_THE RECORDS_

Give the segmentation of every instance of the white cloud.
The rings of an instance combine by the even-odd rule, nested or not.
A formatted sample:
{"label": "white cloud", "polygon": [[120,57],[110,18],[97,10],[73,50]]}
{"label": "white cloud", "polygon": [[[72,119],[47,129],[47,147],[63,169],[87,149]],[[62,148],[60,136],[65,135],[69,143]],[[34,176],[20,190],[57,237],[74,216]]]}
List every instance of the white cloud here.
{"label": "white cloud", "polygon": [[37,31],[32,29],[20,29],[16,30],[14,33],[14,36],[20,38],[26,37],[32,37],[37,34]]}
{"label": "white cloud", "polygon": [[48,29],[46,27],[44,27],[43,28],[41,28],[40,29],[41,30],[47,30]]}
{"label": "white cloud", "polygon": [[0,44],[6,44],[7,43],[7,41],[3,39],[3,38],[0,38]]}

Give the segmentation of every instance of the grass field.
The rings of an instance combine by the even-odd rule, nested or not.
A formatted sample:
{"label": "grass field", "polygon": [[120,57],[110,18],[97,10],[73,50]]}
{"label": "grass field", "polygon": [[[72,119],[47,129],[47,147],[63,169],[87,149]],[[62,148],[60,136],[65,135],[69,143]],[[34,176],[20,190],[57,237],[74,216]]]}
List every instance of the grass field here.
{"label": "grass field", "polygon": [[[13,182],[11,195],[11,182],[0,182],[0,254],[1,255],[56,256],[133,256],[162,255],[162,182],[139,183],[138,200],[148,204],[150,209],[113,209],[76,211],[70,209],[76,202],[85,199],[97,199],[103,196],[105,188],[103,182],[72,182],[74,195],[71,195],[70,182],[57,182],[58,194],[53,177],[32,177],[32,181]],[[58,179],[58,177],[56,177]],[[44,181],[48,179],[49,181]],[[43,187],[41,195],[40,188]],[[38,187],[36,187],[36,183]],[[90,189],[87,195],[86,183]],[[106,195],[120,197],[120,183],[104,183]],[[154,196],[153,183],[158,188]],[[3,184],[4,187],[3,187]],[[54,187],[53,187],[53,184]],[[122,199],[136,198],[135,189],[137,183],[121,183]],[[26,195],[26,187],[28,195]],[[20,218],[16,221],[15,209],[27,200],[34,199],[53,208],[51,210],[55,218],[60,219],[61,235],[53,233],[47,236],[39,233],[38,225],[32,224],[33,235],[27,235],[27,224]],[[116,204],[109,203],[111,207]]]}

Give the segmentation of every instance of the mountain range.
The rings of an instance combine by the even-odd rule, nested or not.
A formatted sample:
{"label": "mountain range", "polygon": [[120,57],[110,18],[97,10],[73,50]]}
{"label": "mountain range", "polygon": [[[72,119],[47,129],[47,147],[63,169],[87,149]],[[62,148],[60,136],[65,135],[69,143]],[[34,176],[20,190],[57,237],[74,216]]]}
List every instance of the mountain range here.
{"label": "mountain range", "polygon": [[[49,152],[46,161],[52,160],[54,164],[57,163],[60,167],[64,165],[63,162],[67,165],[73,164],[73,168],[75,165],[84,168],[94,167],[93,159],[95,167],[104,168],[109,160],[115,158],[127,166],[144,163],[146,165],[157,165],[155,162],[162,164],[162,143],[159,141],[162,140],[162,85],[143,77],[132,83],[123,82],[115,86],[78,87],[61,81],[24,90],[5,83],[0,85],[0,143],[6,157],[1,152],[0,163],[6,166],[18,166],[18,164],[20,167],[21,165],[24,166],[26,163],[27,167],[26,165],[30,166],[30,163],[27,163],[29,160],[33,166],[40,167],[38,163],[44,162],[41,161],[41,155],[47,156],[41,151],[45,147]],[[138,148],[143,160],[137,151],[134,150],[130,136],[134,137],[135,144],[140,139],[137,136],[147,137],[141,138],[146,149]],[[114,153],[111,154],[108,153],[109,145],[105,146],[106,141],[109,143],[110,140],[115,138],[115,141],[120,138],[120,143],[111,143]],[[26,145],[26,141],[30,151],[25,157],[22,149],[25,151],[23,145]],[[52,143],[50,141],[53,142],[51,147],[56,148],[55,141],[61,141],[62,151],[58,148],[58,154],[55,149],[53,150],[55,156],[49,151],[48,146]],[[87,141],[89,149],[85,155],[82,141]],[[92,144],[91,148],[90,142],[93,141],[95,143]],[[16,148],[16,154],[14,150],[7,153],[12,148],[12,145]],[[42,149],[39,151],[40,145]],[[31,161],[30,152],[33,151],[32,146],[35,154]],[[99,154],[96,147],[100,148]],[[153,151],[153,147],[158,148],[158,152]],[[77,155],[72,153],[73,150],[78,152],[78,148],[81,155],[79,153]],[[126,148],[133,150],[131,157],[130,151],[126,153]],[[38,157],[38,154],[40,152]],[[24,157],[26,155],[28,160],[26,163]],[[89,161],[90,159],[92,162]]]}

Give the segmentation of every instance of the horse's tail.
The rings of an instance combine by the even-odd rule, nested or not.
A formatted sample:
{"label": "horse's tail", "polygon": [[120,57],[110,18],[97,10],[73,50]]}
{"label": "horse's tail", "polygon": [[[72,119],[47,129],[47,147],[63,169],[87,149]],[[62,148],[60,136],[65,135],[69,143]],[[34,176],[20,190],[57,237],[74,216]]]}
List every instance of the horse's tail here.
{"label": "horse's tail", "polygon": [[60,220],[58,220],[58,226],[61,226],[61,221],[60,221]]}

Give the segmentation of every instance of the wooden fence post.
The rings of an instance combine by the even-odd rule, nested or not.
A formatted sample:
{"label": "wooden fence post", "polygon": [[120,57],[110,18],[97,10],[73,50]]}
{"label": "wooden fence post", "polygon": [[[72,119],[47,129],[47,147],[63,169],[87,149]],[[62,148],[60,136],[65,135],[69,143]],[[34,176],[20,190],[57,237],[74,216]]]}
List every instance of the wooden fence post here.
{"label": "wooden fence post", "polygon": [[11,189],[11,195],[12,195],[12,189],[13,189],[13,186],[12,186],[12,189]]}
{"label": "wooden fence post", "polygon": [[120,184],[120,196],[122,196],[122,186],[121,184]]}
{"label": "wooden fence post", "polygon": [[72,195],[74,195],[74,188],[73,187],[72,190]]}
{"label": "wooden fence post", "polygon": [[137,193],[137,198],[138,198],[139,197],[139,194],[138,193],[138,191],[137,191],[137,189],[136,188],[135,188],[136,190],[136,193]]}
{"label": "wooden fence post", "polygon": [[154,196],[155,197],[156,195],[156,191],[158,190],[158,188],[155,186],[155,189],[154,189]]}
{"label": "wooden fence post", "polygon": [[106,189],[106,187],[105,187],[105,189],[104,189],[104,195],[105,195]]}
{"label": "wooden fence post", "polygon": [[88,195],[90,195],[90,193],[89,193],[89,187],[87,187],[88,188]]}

_TASK OBJECTIVE_
Look above for the line containing "Give the segmentation of every instance of the wooden"; copy from it through the last line, exactly, and nothing more.

_FINAL ANSWER_
Give the segmentation of every instance of the wooden fence post.
The rings of an instance combine by the even-odd rule, nested or not.
A formatted sample:
{"label": "wooden fence post", "polygon": [[120,57],[110,18],[97,10],[73,50]]}
{"label": "wooden fence post", "polygon": [[[72,119],[47,129],[47,147],[63,169],[87,149]],[[62,148],[60,136],[65,135],[69,143]],[[34,176],[20,190],[57,237],[74,216]]]}
List every instance of the wooden fence post here.
{"label": "wooden fence post", "polygon": [[11,189],[11,195],[12,195],[12,189],[13,189],[13,186],[12,186],[12,189]]}
{"label": "wooden fence post", "polygon": [[120,184],[120,196],[122,196],[122,186],[121,184]]}
{"label": "wooden fence post", "polygon": [[72,195],[74,195],[74,188],[73,187],[72,190]]}
{"label": "wooden fence post", "polygon": [[137,193],[137,198],[138,198],[139,197],[139,194],[138,193],[138,191],[137,191],[137,189],[136,188],[135,188],[136,190],[136,193]]}
{"label": "wooden fence post", "polygon": [[154,196],[155,197],[156,195],[156,191],[158,190],[158,188],[155,186],[155,189],[154,189]]}
{"label": "wooden fence post", "polygon": [[106,189],[106,187],[105,187],[105,189],[104,189],[104,195],[105,195]]}
{"label": "wooden fence post", "polygon": [[88,195],[90,195],[90,193],[89,193],[89,187],[87,187],[88,188]]}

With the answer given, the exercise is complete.